Given request: Give the lines of the records from the line with "reads [[281, 313]]." up to and including the line with "[[123, 390]]" as a numbered list, leaving out any blank lines.

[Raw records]
++++

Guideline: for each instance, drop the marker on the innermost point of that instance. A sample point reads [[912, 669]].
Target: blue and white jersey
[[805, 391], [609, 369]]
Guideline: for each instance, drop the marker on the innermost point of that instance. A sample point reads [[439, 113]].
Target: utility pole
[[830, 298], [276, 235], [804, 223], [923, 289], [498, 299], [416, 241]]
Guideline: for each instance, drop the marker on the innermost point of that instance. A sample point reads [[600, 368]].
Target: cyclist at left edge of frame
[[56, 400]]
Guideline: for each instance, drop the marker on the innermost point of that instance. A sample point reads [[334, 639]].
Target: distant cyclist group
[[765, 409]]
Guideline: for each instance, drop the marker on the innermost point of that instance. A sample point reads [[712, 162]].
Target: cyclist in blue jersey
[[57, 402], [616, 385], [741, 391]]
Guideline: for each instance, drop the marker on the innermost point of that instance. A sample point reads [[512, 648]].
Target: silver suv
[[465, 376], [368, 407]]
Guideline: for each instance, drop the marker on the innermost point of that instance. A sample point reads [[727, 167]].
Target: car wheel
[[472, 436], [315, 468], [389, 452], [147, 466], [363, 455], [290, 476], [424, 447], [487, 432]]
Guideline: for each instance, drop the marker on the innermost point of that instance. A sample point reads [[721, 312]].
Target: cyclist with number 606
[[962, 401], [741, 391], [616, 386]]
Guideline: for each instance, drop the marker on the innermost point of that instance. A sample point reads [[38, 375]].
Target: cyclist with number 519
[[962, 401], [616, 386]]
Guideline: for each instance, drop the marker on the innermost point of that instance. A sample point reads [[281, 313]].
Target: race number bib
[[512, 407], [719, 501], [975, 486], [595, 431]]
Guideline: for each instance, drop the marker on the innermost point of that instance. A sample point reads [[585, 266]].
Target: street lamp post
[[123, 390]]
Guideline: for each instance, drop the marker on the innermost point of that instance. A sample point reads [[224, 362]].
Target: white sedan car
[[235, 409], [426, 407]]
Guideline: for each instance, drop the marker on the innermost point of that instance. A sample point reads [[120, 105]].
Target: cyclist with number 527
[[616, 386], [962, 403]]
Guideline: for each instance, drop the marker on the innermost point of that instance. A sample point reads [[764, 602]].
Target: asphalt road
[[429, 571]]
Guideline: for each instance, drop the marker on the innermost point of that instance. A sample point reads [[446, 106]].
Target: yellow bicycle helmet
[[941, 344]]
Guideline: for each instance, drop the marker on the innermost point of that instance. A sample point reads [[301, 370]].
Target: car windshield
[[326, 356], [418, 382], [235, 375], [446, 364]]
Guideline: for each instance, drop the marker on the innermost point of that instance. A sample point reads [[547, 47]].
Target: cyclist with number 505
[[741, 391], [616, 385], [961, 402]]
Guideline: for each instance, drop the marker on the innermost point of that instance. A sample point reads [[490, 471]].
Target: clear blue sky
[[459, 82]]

++++

Result for this task:
1. Guideline: for each instance, drop the marker on the innermost point of that instance. A sample point reads [[281, 313]].
2. Target: race number bib
3. [[512, 407], [719, 501], [975, 486], [595, 431]]
4. Guideline: for each instance, drop the marker on the innermost point of that instance. A sample point reads [[585, 266]].
5. Target: street lamp post
6. [[123, 390]]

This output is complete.